Passage for review: Begin

A stock or an index is said to have entered the bear grip when it falls 20 per cent or more from its peak.
The market is in a corrective phase, with richly-valued and high-beta stocks taking a much bigger hit, said Neha Khanna, Director, Valpro.
According to the data from Ace Equity, as many as 400 stocks from the BSE500 index have tumbled between 20-76 per cent from their respective 52-week highs. BSE500 index constitutes about 95 per cent of the total market capitalization of BSE.
Out of these 400 stocks, 10 per cent or 40 counters have halved in value and half a dozen counters have slumped more than 65 per cent, the data suggests.
Solara Active Pharma which tumbled more than 76 per cent from its 52-week high is the top loser. The scrip had scaled Rs 1,859.3 on May 19, 2021, but settled at Rs 442.45 on Wednesday, May 11.
It is followed by Dilip Buildcon, which plunged 71 per cent as the counter dropped to Rs 219.6 on Wednesday, from its 52-week high of Rs 749.3 on October 13, 2021.
Wockhardt, Zomato, Strides Pharma, Sequent Scientific,
Housing Finance, Indiabulls Housing Finance, Indiabulls Real Estate, Welspun India, HEG and Indostar Capital Finance are other counters which have plunged 65 per cent or more from their 52-week highs.
Inflationary worries, monetary tightening, elevated crude oil prices, geopolitical crisis, lofty valuations, falling rupee and constant outflow are the key reasons which are hurting the sentiments for equity markets.
Kanika Agarrwal, Co-founder, Upside AI said, “The inflation gorilla is being tamed by interest rate hikes, leading to derating, and constant selling by FIIs, just to move away from equity and emerging markets, are the key reasons hurting markets.”
Analysts believe it is almost impossible to time the market and the upcoming recovery might not be a prompt one akin to March 2020, boosted by the influx of liquidity. One should be prepared for a prolonged bear market, they said.
“There are a lot of macro factors at play where interest rates are rising to control inflation. But inflation this time seems to be a supply-side issue which money tightening may not help,” added Agarrwal.
There has been a steep correction in the stocks and the only sectors in the black are energy, mining and commodities, said Sonal Minhas, Founder, Prescient Capital. “Equity investing needs to be looked at from a 3-5 year perspective,” he added.

Passage for review: End
Provided material: Begin

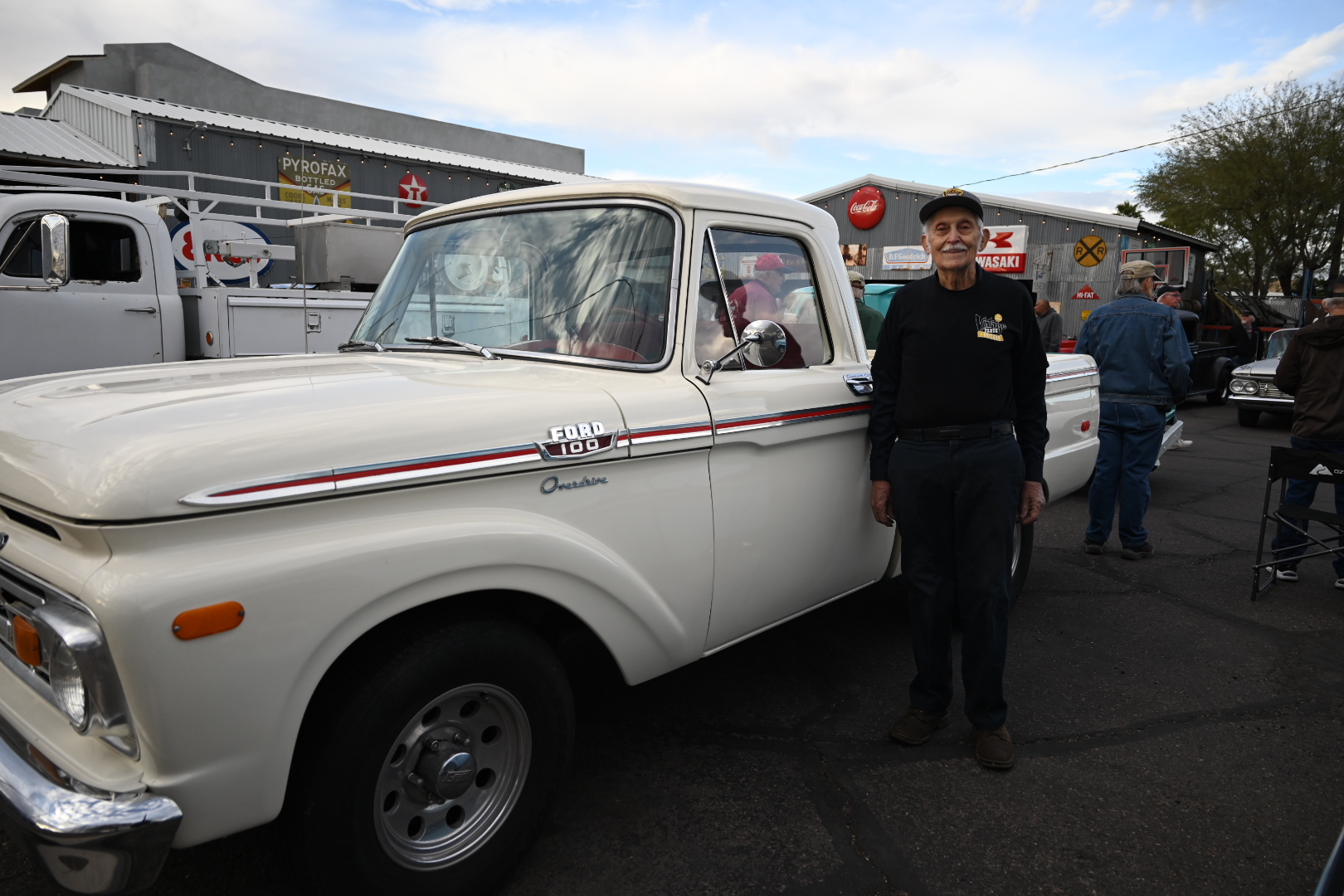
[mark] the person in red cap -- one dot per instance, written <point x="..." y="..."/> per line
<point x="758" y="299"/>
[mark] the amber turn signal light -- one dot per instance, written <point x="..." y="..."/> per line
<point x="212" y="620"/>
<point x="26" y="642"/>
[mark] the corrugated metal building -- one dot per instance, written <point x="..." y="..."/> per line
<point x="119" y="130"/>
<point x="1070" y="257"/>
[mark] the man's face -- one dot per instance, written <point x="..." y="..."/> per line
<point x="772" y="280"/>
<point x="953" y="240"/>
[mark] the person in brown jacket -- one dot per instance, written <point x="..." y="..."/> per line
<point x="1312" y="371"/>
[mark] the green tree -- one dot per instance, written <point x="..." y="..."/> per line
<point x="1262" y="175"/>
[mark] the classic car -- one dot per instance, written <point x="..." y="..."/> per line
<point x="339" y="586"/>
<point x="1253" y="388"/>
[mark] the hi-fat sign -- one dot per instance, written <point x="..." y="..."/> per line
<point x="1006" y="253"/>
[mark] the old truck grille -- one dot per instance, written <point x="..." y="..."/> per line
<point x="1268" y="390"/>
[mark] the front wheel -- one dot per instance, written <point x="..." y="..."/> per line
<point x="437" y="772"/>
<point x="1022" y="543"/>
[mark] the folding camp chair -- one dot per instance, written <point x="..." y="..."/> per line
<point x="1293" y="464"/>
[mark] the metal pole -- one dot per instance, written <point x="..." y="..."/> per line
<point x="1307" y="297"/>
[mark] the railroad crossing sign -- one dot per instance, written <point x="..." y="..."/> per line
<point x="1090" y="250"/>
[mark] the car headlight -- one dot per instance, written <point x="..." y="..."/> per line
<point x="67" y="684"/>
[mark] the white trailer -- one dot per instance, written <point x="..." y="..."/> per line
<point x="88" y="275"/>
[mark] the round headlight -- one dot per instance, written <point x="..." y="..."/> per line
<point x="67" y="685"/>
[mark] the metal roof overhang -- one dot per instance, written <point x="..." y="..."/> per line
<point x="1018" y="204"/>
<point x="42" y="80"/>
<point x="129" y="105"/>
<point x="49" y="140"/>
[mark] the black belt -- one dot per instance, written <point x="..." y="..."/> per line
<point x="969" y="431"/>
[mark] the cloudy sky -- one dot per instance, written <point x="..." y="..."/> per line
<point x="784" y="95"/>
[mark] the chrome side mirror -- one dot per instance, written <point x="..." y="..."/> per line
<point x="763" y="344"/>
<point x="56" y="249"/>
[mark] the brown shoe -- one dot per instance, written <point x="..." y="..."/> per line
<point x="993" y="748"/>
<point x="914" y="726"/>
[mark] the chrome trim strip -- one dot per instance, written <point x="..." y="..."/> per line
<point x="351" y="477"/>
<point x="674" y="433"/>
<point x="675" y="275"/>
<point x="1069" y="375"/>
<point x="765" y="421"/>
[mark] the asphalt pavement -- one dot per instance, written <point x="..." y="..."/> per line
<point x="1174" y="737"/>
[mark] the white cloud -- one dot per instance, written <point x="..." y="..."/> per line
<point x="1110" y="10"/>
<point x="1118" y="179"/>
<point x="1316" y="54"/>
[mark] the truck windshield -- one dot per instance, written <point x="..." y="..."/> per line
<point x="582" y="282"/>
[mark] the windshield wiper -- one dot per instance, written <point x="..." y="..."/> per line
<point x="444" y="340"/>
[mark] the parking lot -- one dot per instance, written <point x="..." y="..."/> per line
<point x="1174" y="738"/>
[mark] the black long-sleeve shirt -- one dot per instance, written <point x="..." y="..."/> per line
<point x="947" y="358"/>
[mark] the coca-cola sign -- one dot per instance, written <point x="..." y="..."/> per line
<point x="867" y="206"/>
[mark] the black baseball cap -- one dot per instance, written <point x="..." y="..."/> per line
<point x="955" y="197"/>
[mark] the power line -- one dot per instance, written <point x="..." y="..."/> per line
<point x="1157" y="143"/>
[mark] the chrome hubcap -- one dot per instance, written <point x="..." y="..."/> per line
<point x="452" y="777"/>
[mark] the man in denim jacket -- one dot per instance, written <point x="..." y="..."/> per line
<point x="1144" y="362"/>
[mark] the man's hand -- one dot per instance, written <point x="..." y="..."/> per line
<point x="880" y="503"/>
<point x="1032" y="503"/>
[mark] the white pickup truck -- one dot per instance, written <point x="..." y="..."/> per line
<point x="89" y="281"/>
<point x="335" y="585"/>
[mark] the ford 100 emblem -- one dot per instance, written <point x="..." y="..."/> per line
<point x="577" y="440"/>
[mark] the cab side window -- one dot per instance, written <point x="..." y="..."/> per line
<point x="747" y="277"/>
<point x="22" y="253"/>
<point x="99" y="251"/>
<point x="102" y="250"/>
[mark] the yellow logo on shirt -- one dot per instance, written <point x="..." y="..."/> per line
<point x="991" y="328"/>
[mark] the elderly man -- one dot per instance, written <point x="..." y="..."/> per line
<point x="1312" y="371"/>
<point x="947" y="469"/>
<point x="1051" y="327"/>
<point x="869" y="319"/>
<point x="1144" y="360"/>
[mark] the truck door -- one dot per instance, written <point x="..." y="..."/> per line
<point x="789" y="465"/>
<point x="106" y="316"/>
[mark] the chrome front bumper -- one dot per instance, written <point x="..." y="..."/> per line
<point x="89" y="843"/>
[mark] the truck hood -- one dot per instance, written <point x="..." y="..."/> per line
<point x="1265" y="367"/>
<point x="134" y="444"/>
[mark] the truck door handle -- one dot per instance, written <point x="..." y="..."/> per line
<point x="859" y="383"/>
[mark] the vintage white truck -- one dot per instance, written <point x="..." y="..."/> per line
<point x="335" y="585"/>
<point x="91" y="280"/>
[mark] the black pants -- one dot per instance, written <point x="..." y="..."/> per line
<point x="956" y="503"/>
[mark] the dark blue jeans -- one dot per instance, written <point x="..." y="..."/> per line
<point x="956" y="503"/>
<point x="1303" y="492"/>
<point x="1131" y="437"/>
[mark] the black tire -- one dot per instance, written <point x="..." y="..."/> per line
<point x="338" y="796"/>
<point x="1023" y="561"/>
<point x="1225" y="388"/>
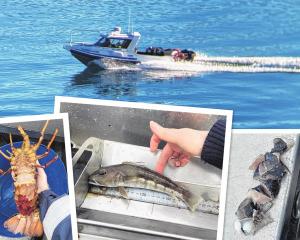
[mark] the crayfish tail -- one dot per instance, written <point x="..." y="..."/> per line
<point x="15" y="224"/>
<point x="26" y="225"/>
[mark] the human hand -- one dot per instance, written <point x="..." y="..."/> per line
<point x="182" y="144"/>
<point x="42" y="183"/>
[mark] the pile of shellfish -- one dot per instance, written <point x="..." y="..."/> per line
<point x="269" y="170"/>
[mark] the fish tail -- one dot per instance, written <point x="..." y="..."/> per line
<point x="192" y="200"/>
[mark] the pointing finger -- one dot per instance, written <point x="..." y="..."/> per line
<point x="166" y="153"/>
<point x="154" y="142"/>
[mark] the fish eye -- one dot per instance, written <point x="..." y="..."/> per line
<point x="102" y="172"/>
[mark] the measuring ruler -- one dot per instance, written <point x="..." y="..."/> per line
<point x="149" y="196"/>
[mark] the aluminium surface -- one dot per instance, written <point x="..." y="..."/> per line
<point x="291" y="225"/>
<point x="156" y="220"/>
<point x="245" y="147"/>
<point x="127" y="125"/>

Provided material: End
Provided material: Begin

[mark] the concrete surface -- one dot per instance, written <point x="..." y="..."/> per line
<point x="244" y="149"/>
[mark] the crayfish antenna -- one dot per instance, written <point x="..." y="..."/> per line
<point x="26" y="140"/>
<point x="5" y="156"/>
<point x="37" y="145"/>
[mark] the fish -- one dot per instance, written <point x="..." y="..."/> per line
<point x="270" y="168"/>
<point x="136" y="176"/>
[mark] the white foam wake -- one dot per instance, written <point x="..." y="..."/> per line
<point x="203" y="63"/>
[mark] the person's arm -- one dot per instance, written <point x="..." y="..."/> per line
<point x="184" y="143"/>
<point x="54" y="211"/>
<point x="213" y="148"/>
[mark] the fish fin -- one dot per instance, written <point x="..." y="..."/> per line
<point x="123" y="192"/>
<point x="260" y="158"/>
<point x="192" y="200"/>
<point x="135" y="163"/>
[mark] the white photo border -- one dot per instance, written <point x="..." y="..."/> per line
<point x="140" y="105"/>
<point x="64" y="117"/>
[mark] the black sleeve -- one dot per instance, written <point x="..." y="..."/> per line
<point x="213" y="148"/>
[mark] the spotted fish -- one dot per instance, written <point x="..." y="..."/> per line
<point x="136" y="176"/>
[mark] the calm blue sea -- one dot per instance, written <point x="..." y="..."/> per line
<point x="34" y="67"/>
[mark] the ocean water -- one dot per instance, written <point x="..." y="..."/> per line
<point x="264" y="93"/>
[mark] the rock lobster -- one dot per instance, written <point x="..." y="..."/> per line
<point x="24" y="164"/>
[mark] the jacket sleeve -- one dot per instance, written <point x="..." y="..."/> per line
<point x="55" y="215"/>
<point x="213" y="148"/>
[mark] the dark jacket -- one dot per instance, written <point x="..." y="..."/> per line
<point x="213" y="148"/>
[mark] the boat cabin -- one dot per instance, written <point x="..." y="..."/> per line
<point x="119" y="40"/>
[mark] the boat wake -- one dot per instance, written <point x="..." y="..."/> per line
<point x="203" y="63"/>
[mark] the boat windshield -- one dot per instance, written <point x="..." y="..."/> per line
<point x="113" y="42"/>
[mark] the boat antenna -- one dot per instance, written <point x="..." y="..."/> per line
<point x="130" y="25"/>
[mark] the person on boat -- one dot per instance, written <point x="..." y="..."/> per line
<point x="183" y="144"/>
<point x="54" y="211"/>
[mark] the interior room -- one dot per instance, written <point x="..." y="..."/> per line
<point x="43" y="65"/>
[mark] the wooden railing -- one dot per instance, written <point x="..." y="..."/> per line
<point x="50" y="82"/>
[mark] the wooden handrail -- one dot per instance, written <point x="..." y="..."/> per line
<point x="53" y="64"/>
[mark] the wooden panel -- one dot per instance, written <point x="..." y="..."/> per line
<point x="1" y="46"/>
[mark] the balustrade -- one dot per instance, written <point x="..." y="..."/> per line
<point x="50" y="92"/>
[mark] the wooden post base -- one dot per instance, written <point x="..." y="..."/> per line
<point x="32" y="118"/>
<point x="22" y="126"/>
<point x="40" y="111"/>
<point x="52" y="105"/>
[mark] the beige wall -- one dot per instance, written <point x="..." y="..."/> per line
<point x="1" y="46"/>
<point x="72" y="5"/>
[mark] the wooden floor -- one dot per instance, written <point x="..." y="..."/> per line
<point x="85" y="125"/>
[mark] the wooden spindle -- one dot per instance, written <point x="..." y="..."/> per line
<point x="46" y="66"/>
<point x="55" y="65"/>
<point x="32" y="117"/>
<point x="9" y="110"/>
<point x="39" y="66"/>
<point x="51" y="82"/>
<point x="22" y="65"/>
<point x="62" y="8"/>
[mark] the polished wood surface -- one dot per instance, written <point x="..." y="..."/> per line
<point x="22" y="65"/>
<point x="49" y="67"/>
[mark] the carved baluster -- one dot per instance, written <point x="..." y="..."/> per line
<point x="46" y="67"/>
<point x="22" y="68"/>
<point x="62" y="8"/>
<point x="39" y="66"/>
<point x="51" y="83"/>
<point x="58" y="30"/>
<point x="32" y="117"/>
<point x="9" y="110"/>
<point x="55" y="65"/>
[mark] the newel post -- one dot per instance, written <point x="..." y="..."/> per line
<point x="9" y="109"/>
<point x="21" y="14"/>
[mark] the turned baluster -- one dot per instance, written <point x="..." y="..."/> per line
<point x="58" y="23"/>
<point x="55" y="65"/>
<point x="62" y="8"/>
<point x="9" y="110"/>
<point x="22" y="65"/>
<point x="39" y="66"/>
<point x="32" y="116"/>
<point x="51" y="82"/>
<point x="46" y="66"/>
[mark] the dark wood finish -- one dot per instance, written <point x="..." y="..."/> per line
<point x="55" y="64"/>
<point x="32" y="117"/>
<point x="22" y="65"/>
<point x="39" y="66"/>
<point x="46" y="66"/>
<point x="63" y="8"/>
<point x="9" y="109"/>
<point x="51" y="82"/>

Provided material: End

Instructions to follow: Can you transcribe the bear-market article from "According to the" up to and including "Wednesday, May 11."? Rely on the bear-market article alone.

Worked solution:
According to the data from Ace Equity, as many as 400 stocks from the BSE500 index have tumbled between 20-76 per cent from their respective 52-week highs. BSE500 index constitutes about 95 per cent of the total market capitalization of BSE.
Out of these 400 stocks, 10 per cent or 40 counters have halved in value and half a dozen counters have slumped more than 65 per cent, the data suggests.
Solara Active Pharma which tumbled more than 76 per cent from its 52-week high is the top loser. The scrip had scaled Rs 1,859.3 on May 19, 2021, but settled at Rs 442.45 on Wednesday, May 11.